Given data:

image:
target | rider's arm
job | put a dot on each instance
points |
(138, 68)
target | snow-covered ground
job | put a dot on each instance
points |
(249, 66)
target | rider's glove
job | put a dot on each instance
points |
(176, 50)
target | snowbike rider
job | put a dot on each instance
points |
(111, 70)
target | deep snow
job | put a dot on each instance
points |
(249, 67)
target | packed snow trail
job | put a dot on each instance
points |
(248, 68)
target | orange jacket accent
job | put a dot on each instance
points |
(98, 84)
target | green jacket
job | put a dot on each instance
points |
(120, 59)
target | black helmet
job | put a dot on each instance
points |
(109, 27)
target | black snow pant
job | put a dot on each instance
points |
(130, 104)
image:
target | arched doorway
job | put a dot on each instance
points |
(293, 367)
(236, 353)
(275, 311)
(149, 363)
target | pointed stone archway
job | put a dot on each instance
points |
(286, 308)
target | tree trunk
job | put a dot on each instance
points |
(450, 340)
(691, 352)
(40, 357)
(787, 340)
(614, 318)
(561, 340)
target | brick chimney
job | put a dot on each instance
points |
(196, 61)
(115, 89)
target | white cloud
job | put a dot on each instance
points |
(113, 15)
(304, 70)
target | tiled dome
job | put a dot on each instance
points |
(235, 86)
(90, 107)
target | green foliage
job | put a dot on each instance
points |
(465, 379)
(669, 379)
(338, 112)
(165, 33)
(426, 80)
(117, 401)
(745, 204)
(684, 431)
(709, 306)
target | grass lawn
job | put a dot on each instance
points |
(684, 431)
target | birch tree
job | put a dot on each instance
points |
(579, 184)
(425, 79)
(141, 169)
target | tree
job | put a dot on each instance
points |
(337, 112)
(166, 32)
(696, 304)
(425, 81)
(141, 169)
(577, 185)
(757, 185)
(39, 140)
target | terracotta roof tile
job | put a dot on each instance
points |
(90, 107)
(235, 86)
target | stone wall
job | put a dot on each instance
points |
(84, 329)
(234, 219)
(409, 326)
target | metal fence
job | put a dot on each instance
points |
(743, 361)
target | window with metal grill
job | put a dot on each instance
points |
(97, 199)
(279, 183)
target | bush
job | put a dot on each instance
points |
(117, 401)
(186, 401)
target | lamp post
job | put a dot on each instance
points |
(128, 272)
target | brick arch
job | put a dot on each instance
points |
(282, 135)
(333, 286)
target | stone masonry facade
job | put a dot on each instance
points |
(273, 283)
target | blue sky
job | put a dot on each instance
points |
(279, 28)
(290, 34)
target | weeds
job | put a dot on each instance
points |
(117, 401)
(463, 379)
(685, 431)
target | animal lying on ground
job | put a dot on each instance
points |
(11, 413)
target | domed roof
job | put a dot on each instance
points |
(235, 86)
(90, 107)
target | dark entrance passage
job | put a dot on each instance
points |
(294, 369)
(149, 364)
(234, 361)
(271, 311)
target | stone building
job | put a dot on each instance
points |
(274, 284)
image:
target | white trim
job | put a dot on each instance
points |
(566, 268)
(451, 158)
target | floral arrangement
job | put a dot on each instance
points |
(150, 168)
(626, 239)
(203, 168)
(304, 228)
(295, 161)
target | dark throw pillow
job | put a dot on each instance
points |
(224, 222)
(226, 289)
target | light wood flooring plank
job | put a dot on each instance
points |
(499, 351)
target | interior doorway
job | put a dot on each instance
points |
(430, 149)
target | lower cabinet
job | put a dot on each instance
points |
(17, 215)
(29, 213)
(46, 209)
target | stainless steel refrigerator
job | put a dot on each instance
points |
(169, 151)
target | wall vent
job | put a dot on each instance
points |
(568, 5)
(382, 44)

Exercise directions:
Your output must be an exact copy of every entry.

Output below:
image:
target | rider's arm
job | put a dot on each instance
points |
(138, 68)
target | snow-covered ground
job | put a dot on each instance
points |
(249, 66)
target | rider's glove
job | put a dot on each instance
points |
(176, 50)
target | snowbike rider
job | put a dot on each instance
points |
(111, 70)
target | deep snow
job | put a dot on each instance
points |
(249, 67)
target | packed snow trail
job | put a dot on each instance
points |
(248, 68)
target | orange jacket accent
job | put a dot on each instance
points |
(98, 84)
target | green jacket
job | put a dot on each instance
points |
(120, 59)
target | black helmet
job | put a dot on each instance
points |
(109, 27)
target | black snow pant
job | put a dot on each instance
points |
(130, 104)
image:
target | arched doorway
job | put a dot on each instance
points |
(293, 367)
(236, 353)
(275, 311)
(149, 363)
target | pointed stone archway
job | put a dot on each instance
points |
(286, 308)
target | tree trunk
job | put a dot on each instance
points |
(450, 340)
(691, 352)
(40, 357)
(787, 340)
(614, 318)
(561, 340)
target | brick chimney
job | put a dot on each instance
points |
(196, 61)
(115, 89)
target | white cloud
job | put a dot on each instance
points |
(113, 15)
(304, 70)
target | tiled dome
job | put a dot on each instance
points |
(235, 86)
(90, 107)
target | green foliage
job | put a dot on each instance
points |
(465, 379)
(669, 379)
(338, 112)
(165, 33)
(426, 80)
(117, 401)
(745, 204)
(684, 431)
(709, 306)
target | grass lawn
job | put a dot on each instance
points |
(684, 431)
target | birch tree
job | put a dot on each instance
points |
(579, 184)
(425, 79)
(141, 169)
target | tree
job | put a dot on each instance
points |
(337, 112)
(166, 32)
(696, 304)
(425, 81)
(141, 169)
(577, 185)
(757, 185)
(39, 140)
target | terracotta roof tile
job | put a dot on each instance
points |
(90, 107)
(235, 86)
target | stone wall
job | put a dot on each instance
points |
(84, 329)
(234, 219)
(409, 326)
target | metal fence
job | put a dot on each instance
points |
(743, 361)
target | window with metal grill
job | put a dot on each instance
points |
(97, 199)
(279, 183)
target | bush
job | put a dot on each instance
points |
(117, 401)
(186, 401)
target | lamp post
job | put a dot on each instance
points |
(128, 272)
target | brick arch
job | put a dot on each instance
points |
(282, 135)
(333, 286)
target | stone masonry facade
job | put a dot on each instance
points |
(273, 283)
target | blue sky
job | put a dot on each instance
points |
(279, 28)
(290, 34)
target | weeds
job | put a dot on each instance
points |
(117, 401)
(463, 379)
(685, 431)
target | animal lying on ground
job | put a dot on each instance
points |
(11, 413)
target | domed roof
job | put a dot on each instance
points |
(235, 86)
(90, 107)
target | dark entrance passage
job | put a dot on each instance
points |
(294, 369)
(149, 364)
(234, 361)
(271, 311)
target | stone building
job | put a dot on each instance
points |
(274, 284)
image:
target | white trim
job | put a dot on each instance
points |
(566, 268)
(451, 158)
target | floral arrangement
job | put a dot on each instance
points |
(150, 168)
(626, 239)
(203, 168)
(304, 228)
(295, 161)
target | dark throw pillow
job | put a dot on each instance
points |
(224, 222)
(226, 289)
target | light wood flooring plank
job | put a dot on each instance
points |
(499, 351)
target | interior doorway
job | put a dot on each instance
points |
(430, 149)
target | lower cabinet
job | put a dot on each instance
points |
(17, 215)
(29, 213)
(46, 209)
target | stainless steel refrigerator
job | put a dot on each instance
points |
(169, 151)
target | wall vent
job | put a dot on each instance
points |
(568, 5)
(382, 44)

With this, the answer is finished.